(Task statement): Whenever a line below includes "building", add it to the tally, then give the total and nothing more.

[Provided data Boundary: Start]

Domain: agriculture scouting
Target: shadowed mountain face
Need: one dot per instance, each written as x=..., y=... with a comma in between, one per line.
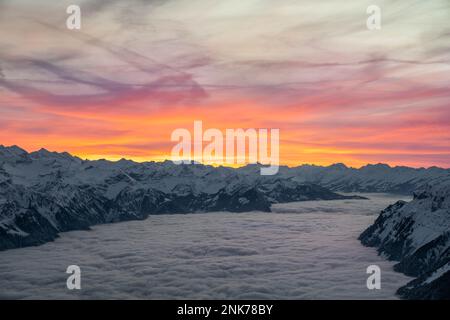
x=43, y=193
x=417, y=233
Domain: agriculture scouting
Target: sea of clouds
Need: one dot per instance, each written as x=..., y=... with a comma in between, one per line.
x=303, y=250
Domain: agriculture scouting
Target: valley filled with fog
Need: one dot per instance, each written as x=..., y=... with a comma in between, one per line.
x=300, y=250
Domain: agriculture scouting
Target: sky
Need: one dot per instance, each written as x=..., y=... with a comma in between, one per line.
x=137, y=70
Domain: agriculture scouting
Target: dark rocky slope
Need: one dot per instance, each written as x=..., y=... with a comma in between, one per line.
x=417, y=234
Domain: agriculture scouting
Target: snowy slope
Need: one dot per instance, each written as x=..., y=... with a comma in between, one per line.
x=417, y=233
x=43, y=193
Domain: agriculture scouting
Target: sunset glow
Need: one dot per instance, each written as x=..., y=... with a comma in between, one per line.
x=337, y=91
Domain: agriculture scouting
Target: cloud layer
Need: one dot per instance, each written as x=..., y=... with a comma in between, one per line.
x=306, y=250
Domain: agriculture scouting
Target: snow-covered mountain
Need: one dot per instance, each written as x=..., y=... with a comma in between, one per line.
x=43, y=193
x=370, y=178
x=417, y=233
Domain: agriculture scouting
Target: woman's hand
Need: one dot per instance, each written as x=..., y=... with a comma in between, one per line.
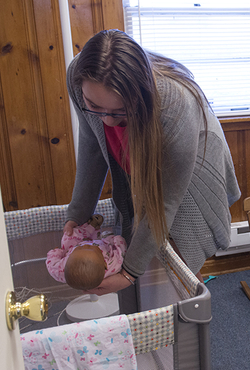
x=69, y=226
x=112, y=284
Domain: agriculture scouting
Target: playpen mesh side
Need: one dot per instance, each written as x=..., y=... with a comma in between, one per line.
x=152, y=329
x=32, y=221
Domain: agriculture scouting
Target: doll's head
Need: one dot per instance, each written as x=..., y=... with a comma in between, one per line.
x=85, y=267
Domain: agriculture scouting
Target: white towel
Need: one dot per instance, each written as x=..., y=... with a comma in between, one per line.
x=90, y=345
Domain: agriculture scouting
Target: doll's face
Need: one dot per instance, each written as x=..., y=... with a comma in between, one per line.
x=102, y=100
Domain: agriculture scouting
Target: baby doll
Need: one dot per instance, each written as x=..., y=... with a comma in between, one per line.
x=87, y=256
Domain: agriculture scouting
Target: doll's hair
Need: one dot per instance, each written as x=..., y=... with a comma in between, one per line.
x=115, y=60
x=83, y=273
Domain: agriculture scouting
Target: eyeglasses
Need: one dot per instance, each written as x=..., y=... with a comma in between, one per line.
x=102, y=114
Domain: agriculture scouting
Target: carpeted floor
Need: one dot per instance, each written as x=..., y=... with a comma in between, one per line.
x=230, y=326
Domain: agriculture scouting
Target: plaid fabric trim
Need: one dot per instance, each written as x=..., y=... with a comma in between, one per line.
x=32, y=221
x=174, y=265
x=152, y=329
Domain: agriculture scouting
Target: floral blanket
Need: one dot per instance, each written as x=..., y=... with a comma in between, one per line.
x=90, y=345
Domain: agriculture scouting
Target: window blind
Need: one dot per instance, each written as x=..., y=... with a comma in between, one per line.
x=213, y=43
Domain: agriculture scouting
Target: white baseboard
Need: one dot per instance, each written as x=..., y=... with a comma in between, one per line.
x=240, y=239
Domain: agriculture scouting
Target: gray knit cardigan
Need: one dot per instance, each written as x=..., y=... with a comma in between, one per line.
x=198, y=189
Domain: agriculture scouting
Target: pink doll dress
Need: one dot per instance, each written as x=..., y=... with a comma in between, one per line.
x=113, y=249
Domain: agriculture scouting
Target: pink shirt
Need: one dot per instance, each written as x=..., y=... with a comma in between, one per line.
x=117, y=145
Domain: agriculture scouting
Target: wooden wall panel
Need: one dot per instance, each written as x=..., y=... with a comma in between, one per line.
x=237, y=133
x=34, y=107
x=87, y=17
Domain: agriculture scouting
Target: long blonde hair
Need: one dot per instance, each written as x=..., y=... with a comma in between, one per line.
x=119, y=63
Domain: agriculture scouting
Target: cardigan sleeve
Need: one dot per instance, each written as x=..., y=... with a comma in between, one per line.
x=182, y=120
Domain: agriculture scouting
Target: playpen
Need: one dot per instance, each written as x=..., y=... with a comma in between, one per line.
x=170, y=331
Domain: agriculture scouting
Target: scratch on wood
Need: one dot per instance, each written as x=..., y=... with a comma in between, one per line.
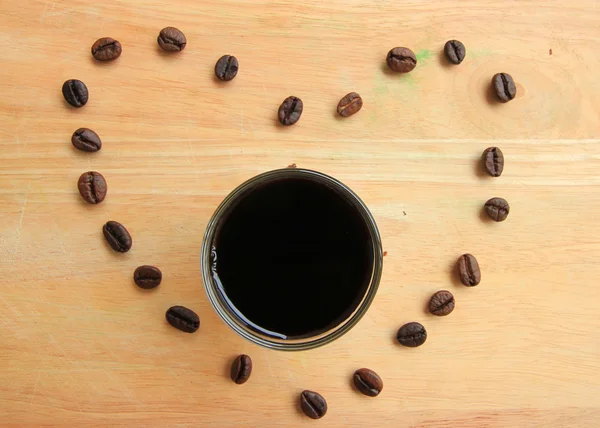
x=19, y=226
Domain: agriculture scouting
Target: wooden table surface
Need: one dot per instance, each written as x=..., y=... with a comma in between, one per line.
x=81, y=345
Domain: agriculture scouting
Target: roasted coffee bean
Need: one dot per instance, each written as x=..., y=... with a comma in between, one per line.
x=504, y=86
x=313, y=404
x=455, y=51
x=497, y=209
x=412, y=334
x=147, y=277
x=226, y=68
x=368, y=382
x=401, y=60
x=106, y=49
x=183, y=319
x=468, y=270
x=92, y=187
x=241, y=369
x=75, y=92
x=290, y=111
x=350, y=104
x=171, y=39
x=441, y=303
x=86, y=140
x=117, y=236
x=493, y=160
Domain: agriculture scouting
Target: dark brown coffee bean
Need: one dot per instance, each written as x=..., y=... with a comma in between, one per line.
x=241, y=369
x=117, y=236
x=412, y=334
x=75, y=92
x=497, y=209
x=368, y=382
x=92, y=187
x=86, y=140
x=468, y=270
x=402, y=60
x=171, y=39
x=183, y=319
x=455, y=51
x=350, y=104
x=106, y=49
x=290, y=111
x=147, y=277
x=441, y=303
x=313, y=404
x=504, y=86
x=493, y=160
x=226, y=68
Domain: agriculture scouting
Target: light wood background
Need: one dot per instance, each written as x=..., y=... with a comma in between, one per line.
x=80, y=345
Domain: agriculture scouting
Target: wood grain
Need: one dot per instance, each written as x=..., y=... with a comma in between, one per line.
x=82, y=346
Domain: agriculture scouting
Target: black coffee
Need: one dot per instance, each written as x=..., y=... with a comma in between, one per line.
x=293, y=256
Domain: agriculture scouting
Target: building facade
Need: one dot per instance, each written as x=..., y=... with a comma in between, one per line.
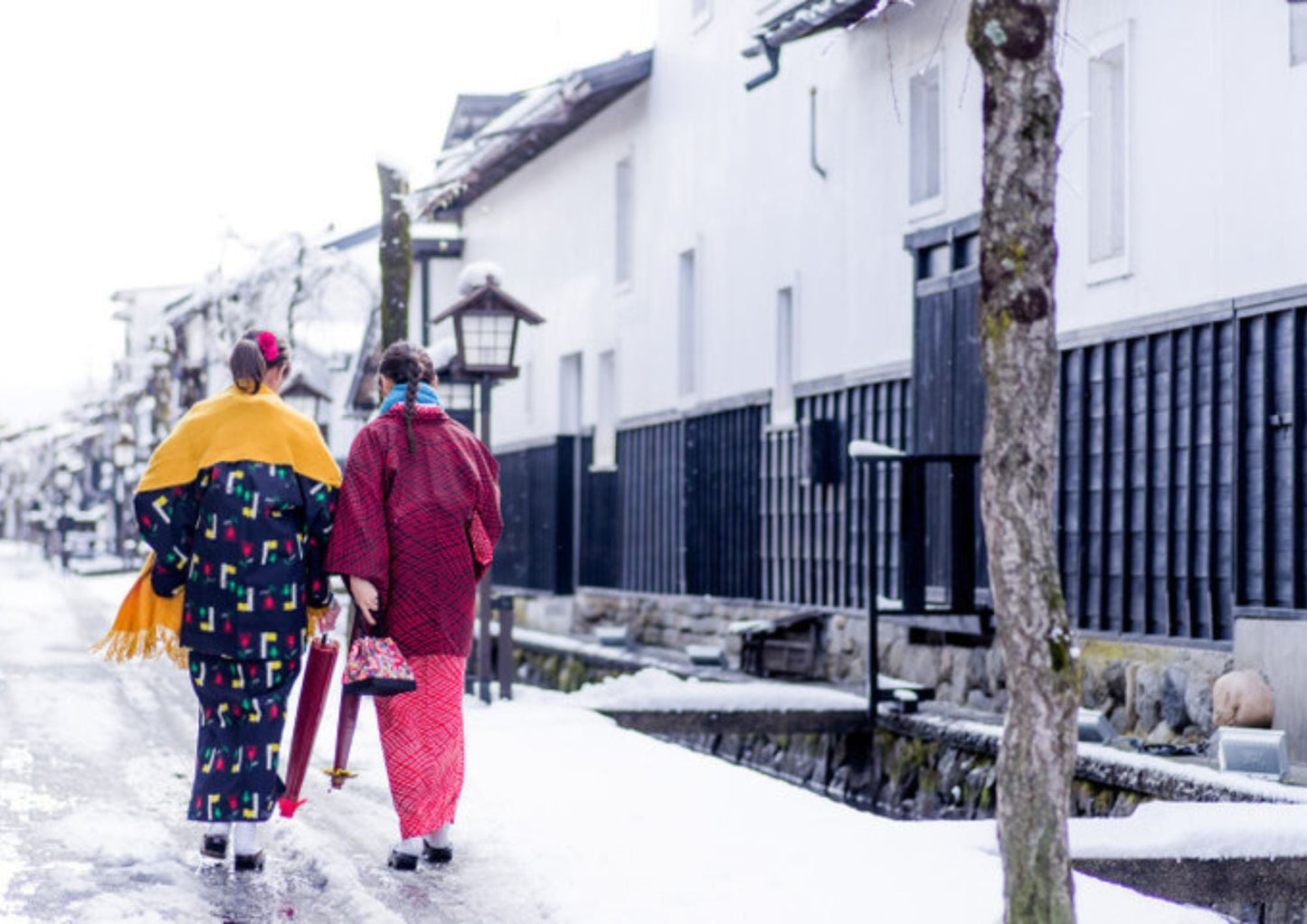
x=736, y=281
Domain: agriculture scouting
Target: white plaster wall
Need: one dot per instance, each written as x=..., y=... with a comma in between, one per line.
x=1218, y=132
x=1217, y=203
x=728, y=173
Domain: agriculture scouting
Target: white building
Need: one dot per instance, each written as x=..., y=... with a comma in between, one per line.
x=737, y=280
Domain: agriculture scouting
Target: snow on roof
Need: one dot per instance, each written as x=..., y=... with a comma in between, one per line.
x=652, y=689
x=539, y=119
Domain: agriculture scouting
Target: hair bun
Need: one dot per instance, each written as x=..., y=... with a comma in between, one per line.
x=268, y=345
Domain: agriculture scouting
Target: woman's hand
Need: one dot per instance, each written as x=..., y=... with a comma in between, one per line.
x=327, y=621
x=365, y=598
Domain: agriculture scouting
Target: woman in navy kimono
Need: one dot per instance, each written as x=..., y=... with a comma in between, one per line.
x=237, y=504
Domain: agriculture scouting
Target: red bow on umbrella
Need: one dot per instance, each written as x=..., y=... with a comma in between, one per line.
x=346, y=721
x=313, y=695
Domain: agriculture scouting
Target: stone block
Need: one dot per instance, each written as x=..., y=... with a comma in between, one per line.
x=1113, y=681
x=1198, y=700
x=1148, y=695
x=1175, y=681
x=922, y=665
x=1242, y=698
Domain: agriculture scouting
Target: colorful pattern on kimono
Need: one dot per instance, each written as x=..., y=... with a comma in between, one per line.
x=247, y=542
x=405, y=523
x=422, y=744
x=242, y=716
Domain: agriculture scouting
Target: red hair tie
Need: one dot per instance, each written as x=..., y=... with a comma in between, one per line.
x=268, y=344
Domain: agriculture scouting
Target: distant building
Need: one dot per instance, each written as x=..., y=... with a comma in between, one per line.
x=734, y=280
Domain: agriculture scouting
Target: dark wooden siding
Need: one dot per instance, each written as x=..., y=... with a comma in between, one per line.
x=814, y=533
x=536, y=498
x=723, y=455
x=1145, y=483
x=1271, y=571
x=649, y=462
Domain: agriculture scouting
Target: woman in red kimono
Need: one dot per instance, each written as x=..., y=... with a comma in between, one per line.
x=419, y=486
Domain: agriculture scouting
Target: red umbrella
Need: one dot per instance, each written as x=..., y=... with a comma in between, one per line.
x=313, y=697
x=349, y=703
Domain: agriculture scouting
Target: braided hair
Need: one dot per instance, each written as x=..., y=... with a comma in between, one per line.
x=408, y=365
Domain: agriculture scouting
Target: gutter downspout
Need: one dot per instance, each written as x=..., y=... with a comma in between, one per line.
x=812, y=134
x=772, y=61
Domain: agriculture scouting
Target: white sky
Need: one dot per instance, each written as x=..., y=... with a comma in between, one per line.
x=137, y=135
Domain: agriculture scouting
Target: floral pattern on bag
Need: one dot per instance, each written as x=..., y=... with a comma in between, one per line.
x=375, y=666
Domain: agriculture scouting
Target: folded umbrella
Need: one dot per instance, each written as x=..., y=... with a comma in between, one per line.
x=346, y=721
x=313, y=697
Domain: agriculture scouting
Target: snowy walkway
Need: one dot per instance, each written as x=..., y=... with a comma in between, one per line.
x=566, y=818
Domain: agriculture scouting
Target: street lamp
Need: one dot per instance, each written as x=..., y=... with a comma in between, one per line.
x=485, y=330
x=63, y=486
x=124, y=455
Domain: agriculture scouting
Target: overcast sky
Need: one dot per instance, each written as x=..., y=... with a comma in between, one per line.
x=137, y=137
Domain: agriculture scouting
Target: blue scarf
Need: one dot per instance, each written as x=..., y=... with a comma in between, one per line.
x=425, y=395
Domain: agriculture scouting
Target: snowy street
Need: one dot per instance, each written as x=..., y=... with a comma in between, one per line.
x=564, y=817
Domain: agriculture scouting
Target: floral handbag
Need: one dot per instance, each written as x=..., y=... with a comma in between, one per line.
x=375, y=666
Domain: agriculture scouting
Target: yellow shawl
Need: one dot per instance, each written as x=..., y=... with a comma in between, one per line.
x=231, y=426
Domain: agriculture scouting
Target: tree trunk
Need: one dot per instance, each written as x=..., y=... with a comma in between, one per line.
x=1012, y=41
x=396, y=255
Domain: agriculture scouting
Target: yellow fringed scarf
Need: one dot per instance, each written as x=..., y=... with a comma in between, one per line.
x=231, y=426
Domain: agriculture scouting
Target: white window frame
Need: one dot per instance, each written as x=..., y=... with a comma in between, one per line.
x=572, y=390
x=607, y=412
x=1118, y=264
x=689, y=308
x=702, y=18
x=786, y=372
x=623, y=223
x=933, y=204
x=1297, y=33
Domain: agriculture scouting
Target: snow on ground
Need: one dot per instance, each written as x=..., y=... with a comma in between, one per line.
x=655, y=689
x=566, y=818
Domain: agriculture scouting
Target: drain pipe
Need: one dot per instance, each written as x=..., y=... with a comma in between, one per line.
x=772, y=52
x=812, y=134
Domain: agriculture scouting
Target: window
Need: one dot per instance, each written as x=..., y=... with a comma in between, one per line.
x=685, y=317
x=1107, y=155
x=605, y=429
x=569, y=393
x=701, y=11
x=783, y=390
x=625, y=229
x=1297, y=32
x=924, y=137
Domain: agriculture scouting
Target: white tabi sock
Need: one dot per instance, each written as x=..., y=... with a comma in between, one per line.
x=246, y=842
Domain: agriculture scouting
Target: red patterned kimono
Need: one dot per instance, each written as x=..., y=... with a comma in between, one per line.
x=403, y=523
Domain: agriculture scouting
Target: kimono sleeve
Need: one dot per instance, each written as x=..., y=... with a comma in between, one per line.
x=319, y=513
x=360, y=542
x=166, y=518
x=488, y=502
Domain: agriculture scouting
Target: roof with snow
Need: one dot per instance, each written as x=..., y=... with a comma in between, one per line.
x=800, y=20
x=529, y=126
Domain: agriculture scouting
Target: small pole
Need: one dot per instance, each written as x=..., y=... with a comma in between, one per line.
x=504, y=608
x=487, y=581
x=873, y=615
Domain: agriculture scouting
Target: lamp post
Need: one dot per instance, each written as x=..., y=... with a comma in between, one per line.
x=485, y=330
x=63, y=487
x=124, y=454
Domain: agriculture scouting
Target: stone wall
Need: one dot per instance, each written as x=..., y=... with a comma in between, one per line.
x=1158, y=693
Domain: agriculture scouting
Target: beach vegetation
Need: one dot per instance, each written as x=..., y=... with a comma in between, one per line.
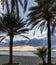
x=42, y=17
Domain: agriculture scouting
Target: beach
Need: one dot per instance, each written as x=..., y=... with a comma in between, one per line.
x=24, y=55
x=23, y=60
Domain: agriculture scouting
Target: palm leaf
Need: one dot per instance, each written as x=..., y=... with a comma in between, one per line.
x=3, y=37
x=25, y=5
x=25, y=37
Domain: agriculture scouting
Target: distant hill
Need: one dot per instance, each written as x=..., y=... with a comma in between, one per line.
x=32, y=42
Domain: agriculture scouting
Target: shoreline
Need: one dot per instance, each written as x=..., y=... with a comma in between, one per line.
x=24, y=48
x=24, y=60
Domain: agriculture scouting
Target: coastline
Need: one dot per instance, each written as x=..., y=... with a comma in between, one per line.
x=24, y=60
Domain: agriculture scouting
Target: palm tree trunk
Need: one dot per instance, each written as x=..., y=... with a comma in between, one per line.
x=17, y=8
x=11, y=45
x=49, y=43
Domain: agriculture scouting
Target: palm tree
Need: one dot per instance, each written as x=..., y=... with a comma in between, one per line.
x=42, y=15
x=14, y=5
x=42, y=52
x=11, y=26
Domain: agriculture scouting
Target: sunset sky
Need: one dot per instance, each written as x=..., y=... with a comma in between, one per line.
x=30, y=35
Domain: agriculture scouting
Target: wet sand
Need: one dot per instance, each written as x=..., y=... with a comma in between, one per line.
x=23, y=60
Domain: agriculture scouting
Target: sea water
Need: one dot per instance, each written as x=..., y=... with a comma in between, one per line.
x=24, y=53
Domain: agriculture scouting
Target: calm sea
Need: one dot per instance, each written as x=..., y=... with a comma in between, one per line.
x=24, y=53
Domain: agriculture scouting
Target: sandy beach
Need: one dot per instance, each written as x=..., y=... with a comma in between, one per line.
x=23, y=60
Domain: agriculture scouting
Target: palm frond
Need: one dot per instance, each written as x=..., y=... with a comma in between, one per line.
x=3, y=38
x=21, y=3
x=25, y=5
x=25, y=37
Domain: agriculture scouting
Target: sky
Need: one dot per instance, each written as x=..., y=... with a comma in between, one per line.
x=38, y=34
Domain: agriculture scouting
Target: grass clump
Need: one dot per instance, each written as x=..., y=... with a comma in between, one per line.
x=11, y=64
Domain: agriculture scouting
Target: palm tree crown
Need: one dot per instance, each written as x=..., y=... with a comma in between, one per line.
x=43, y=16
x=12, y=26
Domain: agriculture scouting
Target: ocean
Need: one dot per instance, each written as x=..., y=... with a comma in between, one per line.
x=24, y=53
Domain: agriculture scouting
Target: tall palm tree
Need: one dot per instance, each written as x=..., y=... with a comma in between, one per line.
x=42, y=15
x=11, y=26
x=14, y=5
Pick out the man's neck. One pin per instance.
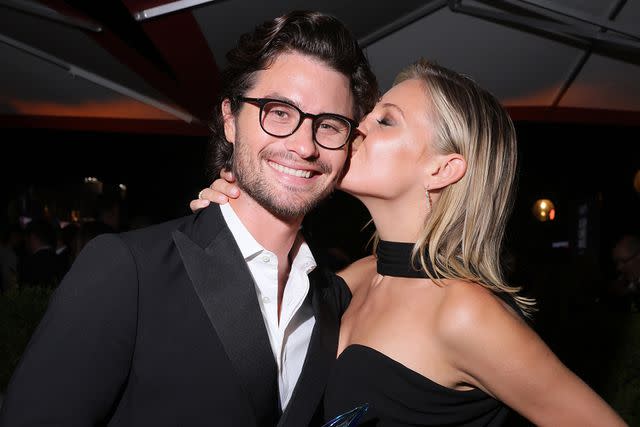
(273, 233)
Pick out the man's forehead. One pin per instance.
(306, 82)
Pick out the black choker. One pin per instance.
(394, 259)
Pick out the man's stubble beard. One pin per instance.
(250, 180)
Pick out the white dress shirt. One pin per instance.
(290, 337)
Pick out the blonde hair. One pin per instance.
(465, 229)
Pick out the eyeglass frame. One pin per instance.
(261, 102)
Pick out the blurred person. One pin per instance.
(624, 291)
(41, 266)
(434, 335)
(109, 210)
(66, 247)
(218, 318)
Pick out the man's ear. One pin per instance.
(445, 170)
(229, 121)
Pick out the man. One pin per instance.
(218, 318)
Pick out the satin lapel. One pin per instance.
(226, 289)
(320, 357)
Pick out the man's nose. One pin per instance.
(301, 142)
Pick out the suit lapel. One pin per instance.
(226, 290)
(321, 354)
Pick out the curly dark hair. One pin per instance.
(311, 33)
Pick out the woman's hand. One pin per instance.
(220, 191)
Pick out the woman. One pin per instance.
(433, 334)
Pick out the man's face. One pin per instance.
(289, 175)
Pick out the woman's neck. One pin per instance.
(396, 221)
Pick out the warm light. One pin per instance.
(544, 210)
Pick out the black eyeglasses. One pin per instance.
(280, 119)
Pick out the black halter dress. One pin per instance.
(398, 396)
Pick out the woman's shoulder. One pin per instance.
(468, 307)
(359, 272)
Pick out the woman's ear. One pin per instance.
(229, 121)
(446, 170)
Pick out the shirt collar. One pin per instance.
(249, 246)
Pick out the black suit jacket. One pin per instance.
(162, 327)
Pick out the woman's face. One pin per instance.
(390, 160)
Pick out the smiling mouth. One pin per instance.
(289, 171)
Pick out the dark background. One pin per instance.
(592, 166)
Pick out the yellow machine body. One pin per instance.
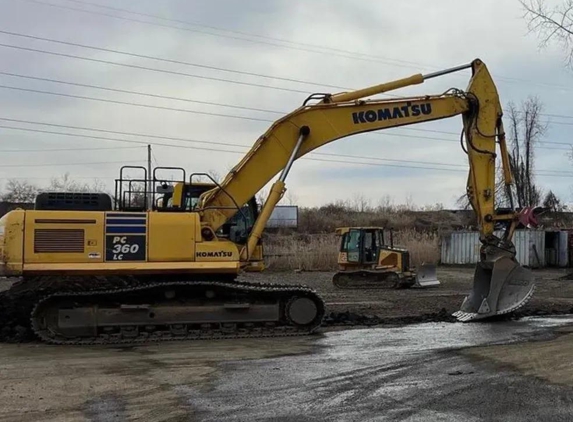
(78, 242)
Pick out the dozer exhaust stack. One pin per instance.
(500, 286)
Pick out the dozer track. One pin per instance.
(135, 312)
(365, 279)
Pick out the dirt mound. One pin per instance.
(352, 319)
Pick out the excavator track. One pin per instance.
(130, 311)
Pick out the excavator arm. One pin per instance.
(338, 116)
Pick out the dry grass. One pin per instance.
(318, 252)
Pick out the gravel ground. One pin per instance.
(371, 307)
(553, 295)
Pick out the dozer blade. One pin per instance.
(426, 276)
(500, 286)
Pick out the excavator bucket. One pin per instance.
(500, 286)
(426, 276)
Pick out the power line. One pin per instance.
(315, 48)
(224, 104)
(107, 100)
(274, 44)
(146, 94)
(247, 33)
(151, 69)
(201, 66)
(232, 145)
(62, 149)
(70, 164)
(188, 75)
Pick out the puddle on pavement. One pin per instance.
(406, 372)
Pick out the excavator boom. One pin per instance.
(93, 273)
(501, 285)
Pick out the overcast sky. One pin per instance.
(344, 44)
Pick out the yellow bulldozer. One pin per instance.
(96, 271)
(368, 259)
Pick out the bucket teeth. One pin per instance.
(484, 308)
(501, 286)
(465, 316)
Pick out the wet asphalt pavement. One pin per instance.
(411, 373)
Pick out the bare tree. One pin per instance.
(19, 191)
(551, 23)
(525, 129)
(65, 183)
(553, 203)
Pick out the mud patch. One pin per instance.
(106, 408)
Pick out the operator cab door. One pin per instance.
(361, 246)
(370, 246)
(351, 245)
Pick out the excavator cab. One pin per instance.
(367, 259)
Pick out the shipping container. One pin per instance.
(462, 247)
(284, 216)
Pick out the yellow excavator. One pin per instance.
(163, 266)
(367, 260)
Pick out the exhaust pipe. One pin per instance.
(426, 276)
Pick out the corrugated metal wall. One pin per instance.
(460, 248)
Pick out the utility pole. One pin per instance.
(149, 187)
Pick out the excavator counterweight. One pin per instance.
(165, 266)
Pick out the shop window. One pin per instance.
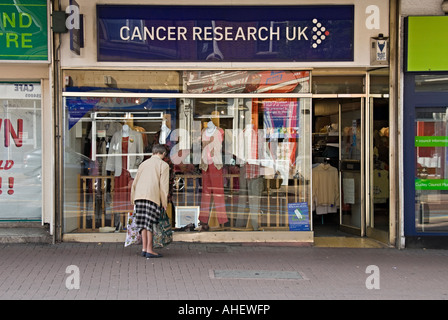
(338, 85)
(237, 163)
(21, 152)
(431, 176)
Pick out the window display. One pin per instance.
(21, 152)
(241, 159)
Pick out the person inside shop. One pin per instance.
(212, 175)
(149, 195)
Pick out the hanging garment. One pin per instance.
(212, 184)
(123, 183)
(134, 149)
(325, 186)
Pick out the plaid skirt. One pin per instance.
(146, 213)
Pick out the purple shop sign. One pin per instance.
(225, 33)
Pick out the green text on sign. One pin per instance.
(431, 141)
(23, 30)
(431, 184)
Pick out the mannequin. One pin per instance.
(125, 131)
(164, 133)
(212, 176)
(125, 141)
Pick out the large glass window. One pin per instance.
(239, 156)
(431, 176)
(21, 152)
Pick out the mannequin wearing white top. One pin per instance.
(211, 128)
(125, 131)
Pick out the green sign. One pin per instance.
(427, 43)
(431, 141)
(431, 184)
(23, 30)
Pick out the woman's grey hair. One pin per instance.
(158, 149)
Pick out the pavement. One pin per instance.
(192, 272)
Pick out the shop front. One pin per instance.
(25, 115)
(425, 145)
(274, 126)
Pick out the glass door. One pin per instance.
(378, 165)
(351, 155)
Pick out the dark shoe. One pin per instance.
(150, 255)
(204, 226)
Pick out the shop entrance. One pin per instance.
(350, 167)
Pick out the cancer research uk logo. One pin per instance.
(320, 33)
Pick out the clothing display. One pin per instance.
(123, 183)
(251, 186)
(134, 151)
(251, 182)
(212, 176)
(380, 186)
(325, 188)
(125, 155)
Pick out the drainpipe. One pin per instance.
(56, 6)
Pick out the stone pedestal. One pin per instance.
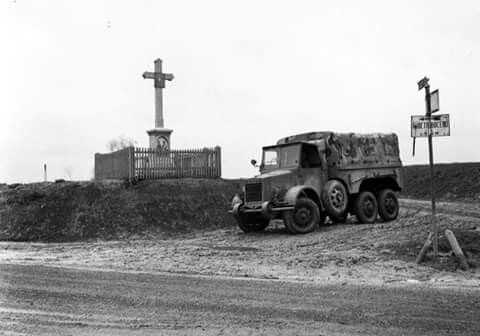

[Provided data Boundary: End]

(Reply): 3